• ЗАДАНИЯ
- A) Ответьте по фрагменту страницы на вопросы:
(i) Кем назван Дик Слейтон?
(ii) Чего не знала Марта?
(iii) Где нашел покой Эд?
- B) Перепишите из фрагмента страницы дословно отрывок, начиная со слов «Следующие несколько дней» и заканчивая словами «на каждом шагу.».

• ФРАГМЕНТ СТРАНИЦЫ
---*---

Дик Слейтон, наш босс, вскоре велел мне отложить все дела и заботиться о Марте. В этом был смысл, потому что космическая программа внезапно остановилась на полном ходу. Других астронавтов назначили помогать Пэт Уайт и Бетти Гриссом – им тоже предстояло мучительно привыкать к смерти мужей, к тому же в высшей степени публичной.
Я обнаружил, что у стремления Роджера делать всё безукоризненно существовала и обратная сторона. Он был настоящим хозяином дома, он выписывал все чеки и принимал все решения. Теперь, без него, жена и дети оказались одни в незнакомом море. Марта даже не знала, был ли Роджер застрахован – он всегда сам заботился о таких вещах.
Следующие несколько дней прошли как в тумане – я пытался привести дела друга в порядок и вернуть его семье чувство безопасности. Барбара была рядом и помогала на каждом шагу.
В маленькой пресвитерианской церкви Уэбстера отслужили панихиду. Небольшая белая часовня у Старого Галвестонского шоссе была переполнена потрясенными друзьями и соседями. Проповедник произнес речь, а затем мы вышли на улицу, и над нами пронеслось звено T-38 с астронавтами за штурвалами, с одним пустым местом в строю. Миновав колокольню, они разошлись в разные стороны. Это была служба лишь для своих, для людей, которые знали троих погибших астронавтов ближе всех, для тех, кто самые важные годы своей жизни проработал в NASA. Мы не просто скорбели – каждый из нас чувствовал личную вину, как если бы мы могли сделать что-то, ну хоть что-нибудь, чтобы не случилась трагедия, которая теперь так потрясла нас.
Холодно было на Арлингтонском национальном кладбище в последний день января, особенно для тех, кто прилетел из Техаса. Резкий ветер трепал гривы шестерки гнедых лошадей, которые медленно цокали по извивающейся дорожке между надгробиями, везя катафалк с гробом Роджера Чаффи, накрытым флагом. На трех лошадях слева скорбно ехали молодые кавалеристы, а у трех справа седла были пусты, символизируя троих погибших седоков. Не одного, а всех троих. Гаса похоронили здесь же, на Арлингтонском, несколькими часами раньше, а Эд нашел покой на кладбище Военной академии США в Вест-Пойнте. Зимнее солнце сияло сквозь высокие облака, но это был черный день, день скорби, худший за все годы космической программы Америки.

---*---

• ПОКАЗАННЫЕ ДАННЫЕ
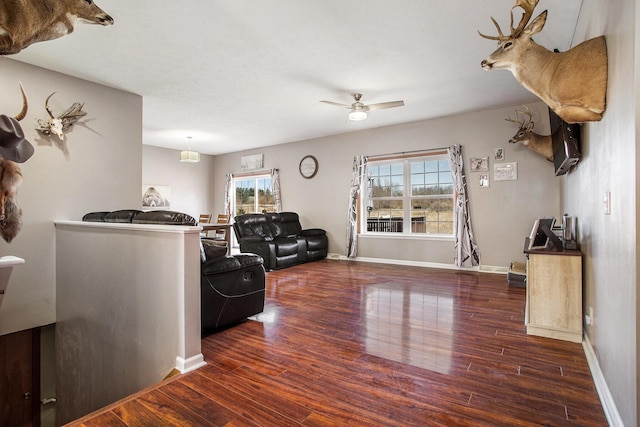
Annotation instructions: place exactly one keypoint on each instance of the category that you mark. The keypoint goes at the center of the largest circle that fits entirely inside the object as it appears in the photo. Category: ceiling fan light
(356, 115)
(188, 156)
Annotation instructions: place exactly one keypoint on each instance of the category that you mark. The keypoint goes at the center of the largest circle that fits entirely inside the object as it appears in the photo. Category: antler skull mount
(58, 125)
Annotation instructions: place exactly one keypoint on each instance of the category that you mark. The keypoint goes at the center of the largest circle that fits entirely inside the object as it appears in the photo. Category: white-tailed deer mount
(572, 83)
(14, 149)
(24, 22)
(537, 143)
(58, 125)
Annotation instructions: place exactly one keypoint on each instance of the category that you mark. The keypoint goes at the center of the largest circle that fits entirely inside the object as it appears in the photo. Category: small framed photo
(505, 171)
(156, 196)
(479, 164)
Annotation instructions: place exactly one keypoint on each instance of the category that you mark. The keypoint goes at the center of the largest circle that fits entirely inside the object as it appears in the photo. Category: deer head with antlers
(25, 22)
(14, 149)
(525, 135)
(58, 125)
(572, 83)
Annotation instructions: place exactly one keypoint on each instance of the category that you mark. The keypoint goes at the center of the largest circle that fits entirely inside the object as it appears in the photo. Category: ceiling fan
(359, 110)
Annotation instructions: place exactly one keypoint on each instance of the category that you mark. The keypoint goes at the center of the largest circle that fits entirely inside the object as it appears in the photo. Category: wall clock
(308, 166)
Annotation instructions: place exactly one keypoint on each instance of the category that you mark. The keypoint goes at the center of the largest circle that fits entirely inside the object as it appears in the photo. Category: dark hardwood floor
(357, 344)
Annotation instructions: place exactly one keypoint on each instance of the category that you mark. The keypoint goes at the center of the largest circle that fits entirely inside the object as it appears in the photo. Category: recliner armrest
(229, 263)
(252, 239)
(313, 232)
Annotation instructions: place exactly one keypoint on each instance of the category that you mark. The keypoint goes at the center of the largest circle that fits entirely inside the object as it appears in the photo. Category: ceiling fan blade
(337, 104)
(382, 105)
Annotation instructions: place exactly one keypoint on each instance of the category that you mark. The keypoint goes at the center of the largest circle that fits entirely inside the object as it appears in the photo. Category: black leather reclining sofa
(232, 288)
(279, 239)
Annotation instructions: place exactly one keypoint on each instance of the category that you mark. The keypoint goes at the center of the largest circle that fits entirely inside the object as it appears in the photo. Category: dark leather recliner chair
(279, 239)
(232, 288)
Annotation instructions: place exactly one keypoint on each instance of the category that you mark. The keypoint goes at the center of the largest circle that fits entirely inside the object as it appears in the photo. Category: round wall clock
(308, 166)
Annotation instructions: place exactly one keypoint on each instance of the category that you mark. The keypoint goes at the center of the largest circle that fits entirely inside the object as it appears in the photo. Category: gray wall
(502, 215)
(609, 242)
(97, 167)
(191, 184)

---*---

• ОТВЕТЫ
- A)
(i) Боссом («наш босс»).
(ii) Был ли Роджер застрахован.
(iii) На кладбище Военной академии США в Вест-Пойнте.

- B)
Следующие несколько дней прошли как в тумане – я пытался привести дела друга в порядок и вернуть его семье чувство безопасности. Барбара была рядом и помогала на каждом шагу.